**ASSIGNED TASK A:** In the excerpt about Mitt Romney's wealth, what is the name of Ann Romney's horse?
**ASSIGNED TASK B:** Quote the passage of the Romney excerpt that starts at the words "The twist here" and ends after the words "companies and factories.".

**PAGE EXCERPT:**
• • • • • • •
Yet, poor (or not so poor) Romney, whose campaign has said he’s worth about $200 million, has a wife who is into “dressage,” that fancy prancing equestrian sport, and gets lampooned. Rafalca, Ann Romney’s horse, might be one of the most famous athletes in the London Olympics. Rafalca debuted Thursday with a performance that the first lady hopeful — who rides as therapy for her multiple sclerosis — said she was “thrilled” to watch. (Not unexpectedly, the liberal group MoveOn.org commemorated the occasion with a mocking ad accusing the Romneys of spending nearly twice the average American’s annual income for the horse’s upkeep while angling to repeal the Obama administration’s health-care law and ship U.S. jobs overseas.)
Romney squirms when the subject comes up, even telling NBC’s Brian Williams that he doesn’t know when his wife’s horse is competing, as if he lives in terror that showing up at an event associated with the upper class would make him look like what everyone knows he is: a rich guy. Can you imagine blowing off your wife’s or husband’s Olympic event?
Little in the ambit of Romney spending escapes scrutiny, whether it’s the $55,000 “Phantom Park” car elevator that a designer claims the Republican candidate is ordering for his La Jolla digs in California or the speedboat he chauffeurs the grandkids in during lake house vacations.
The twist here may be the way Romney got rich. He didn’t do it like Henry Ford or Steve Jobs, perfecting a manufacturing process or inventing revolutionary products. He did it in the more opaque realm of high finance, the buying and selling of stocks and bonds, companies and factories.
And here’s where Obama seems to be placing his bet with all those hundreds of millions in campaign donations. You see, as the pollster Newton points out, “Americans believe it is appropriate to have higher income if you put effort in, if you work hard.” Turn Romney into an insider who made his wad callously moving pieces around some corporate chess board and, poof, all that American admiration for gumption could vanish. Or at least that seems to be the calculus. Make Romney one of them — the faceless powers-that-be — instead of one of us, the kids who made good.
• • • • • • •
**RECORDED DATA:**

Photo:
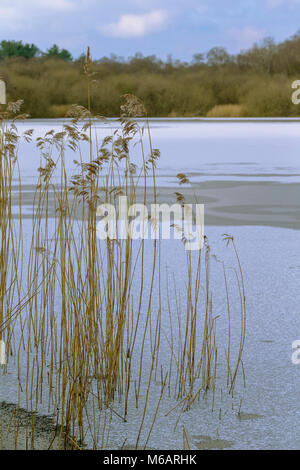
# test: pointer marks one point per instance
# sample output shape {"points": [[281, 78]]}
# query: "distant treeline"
{"points": [[256, 82]]}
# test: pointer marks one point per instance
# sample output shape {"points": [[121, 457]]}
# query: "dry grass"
{"points": [[227, 110], [81, 318]]}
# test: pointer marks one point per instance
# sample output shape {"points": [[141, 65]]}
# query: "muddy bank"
{"points": [[16, 430]]}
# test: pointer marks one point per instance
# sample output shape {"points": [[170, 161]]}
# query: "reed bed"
{"points": [[83, 320]]}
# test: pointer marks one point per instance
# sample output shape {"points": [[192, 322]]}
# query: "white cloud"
{"points": [[246, 37], [278, 3], [136, 25], [17, 15]]}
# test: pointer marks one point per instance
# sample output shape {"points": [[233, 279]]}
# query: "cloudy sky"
{"points": [[124, 27]]}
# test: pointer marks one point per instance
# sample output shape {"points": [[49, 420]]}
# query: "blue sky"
{"points": [[124, 27]]}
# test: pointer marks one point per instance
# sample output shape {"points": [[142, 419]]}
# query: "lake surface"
{"points": [[248, 175]]}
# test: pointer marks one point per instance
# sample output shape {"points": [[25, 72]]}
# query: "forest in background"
{"points": [[253, 83]]}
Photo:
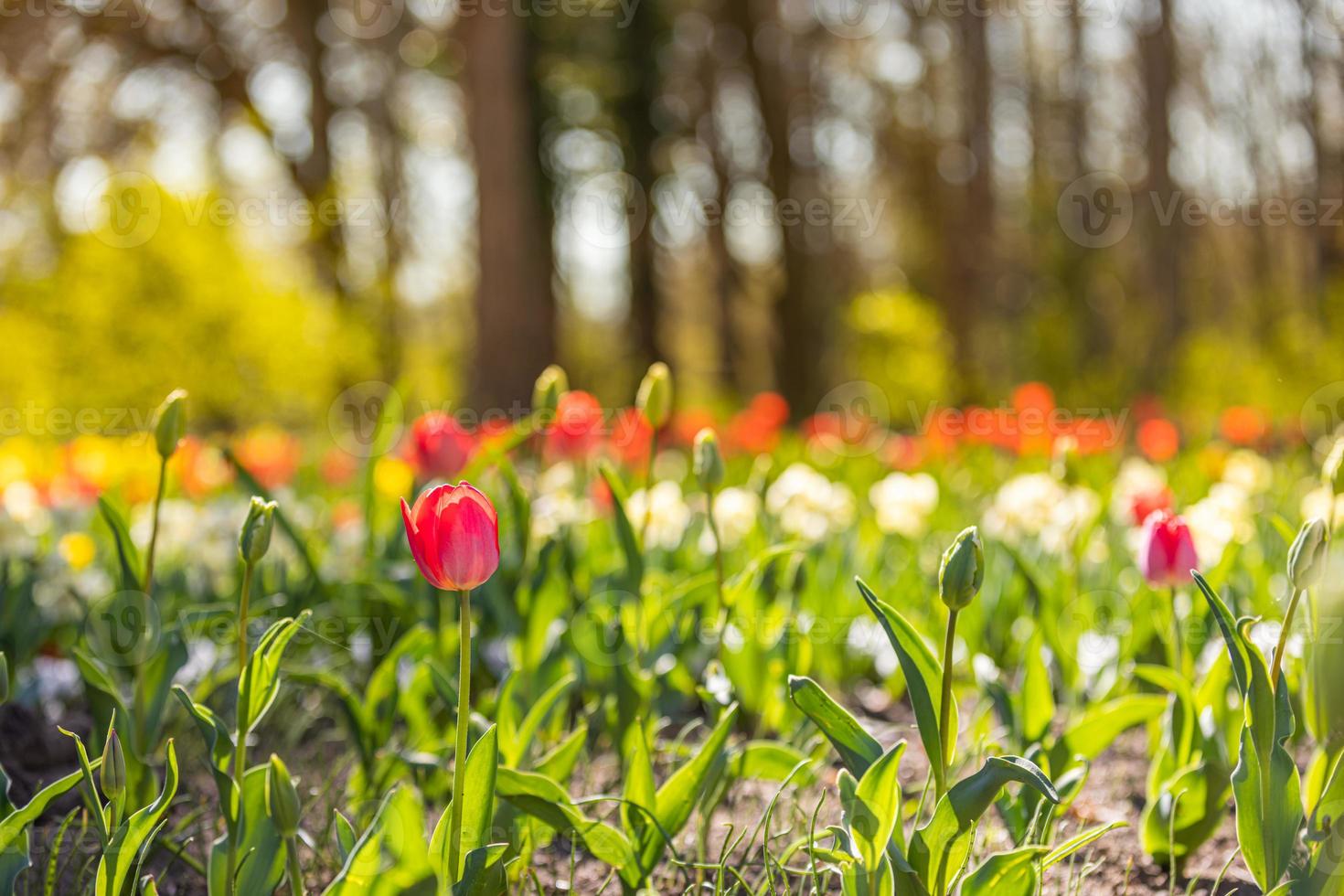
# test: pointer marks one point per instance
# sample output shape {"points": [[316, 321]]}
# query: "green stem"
{"points": [[464, 713], [718, 554], [294, 868], [945, 709], [240, 735], [1178, 637], [154, 528], [1283, 638]]}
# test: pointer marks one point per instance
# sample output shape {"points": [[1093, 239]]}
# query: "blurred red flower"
{"points": [[438, 446]]}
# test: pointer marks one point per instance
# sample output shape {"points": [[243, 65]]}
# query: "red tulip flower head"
{"points": [[1167, 549], [454, 536]]}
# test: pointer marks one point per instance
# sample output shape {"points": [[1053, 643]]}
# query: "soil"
{"points": [[33, 752]]}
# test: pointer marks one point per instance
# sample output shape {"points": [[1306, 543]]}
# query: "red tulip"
{"points": [[1167, 549], [454, 536], [438, 445]]}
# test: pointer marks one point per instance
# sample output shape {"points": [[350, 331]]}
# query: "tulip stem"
{"points": [[464, 713], [240, 738], [154, 528], [294, 868], [1178, 635], [945, 710], [1283, 638], [718, 549]]}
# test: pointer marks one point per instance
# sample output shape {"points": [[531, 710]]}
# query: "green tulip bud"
{"points": [[549, 386], [171, 423], [1333, 469], [256, 536], [655, 397], [112, 774], [709, 461], [963, 570], [281, 798], [1307, 557]]}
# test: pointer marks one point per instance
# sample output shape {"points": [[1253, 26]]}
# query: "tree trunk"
{"points": [[515, 308]]}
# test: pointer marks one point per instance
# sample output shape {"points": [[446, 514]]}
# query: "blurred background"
{"points": [[266, 202]]}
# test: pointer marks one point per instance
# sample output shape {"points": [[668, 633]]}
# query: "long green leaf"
{"points": [[857, 747], [923, 681]]}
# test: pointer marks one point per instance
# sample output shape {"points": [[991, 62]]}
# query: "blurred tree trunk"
{"points": [[780, 73], [515, 306], [636, 111], [1157, 57], [975, 269]]}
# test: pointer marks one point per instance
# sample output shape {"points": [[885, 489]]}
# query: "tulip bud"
{"points": [[171, 423], [655, 397], [281, 798], [1333, 469], [256, 536], [112, 774], [549, 386], [1307, 557], [709, 461], [963, 570]]}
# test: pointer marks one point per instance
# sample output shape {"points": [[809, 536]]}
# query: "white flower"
{"points": [[809, 506], [666, 511], [1221, 517], [903, 503], [558, 504], [735, 513], [1037, 506], [1316, 504], [1247, 469]]}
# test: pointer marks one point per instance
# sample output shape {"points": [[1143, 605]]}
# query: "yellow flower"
{"points": [[77, 549], [392, 477]]}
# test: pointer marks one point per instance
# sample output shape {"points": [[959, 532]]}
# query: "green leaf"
{"points": [[116, 868], [1078, 841], [771, 761], [522, 739], [624, 529], [923, 681], [128, 559], [679, 793], [1095, 729], [1007, 873], [1038, 698], [857, 747], [14, 827], [391, 858], [261, 850], [542, 798], [477, 807], [260, 683], [940, 849], [877, 807]]}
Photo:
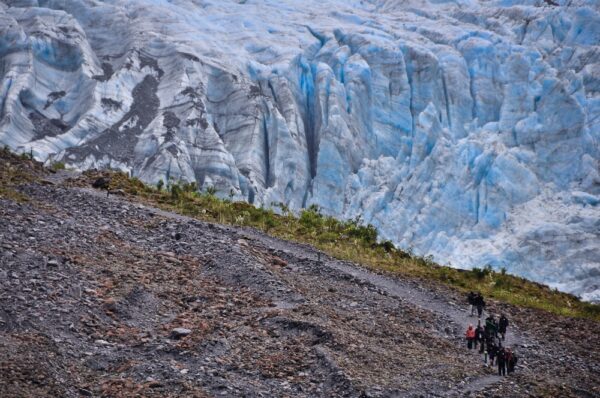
• • • • • • •
**RESPONSE A:** Rafalca

**RESPONSE B:**
The twist here may be the way Romney got rich. He didn’t do it like Henry Ford or Steve Jobs, perfecting a manufacturing process or inventing revolutionary products. He did it in the more opaque realm of high finance, the buying and selling of stocks and bonds, companies and factories.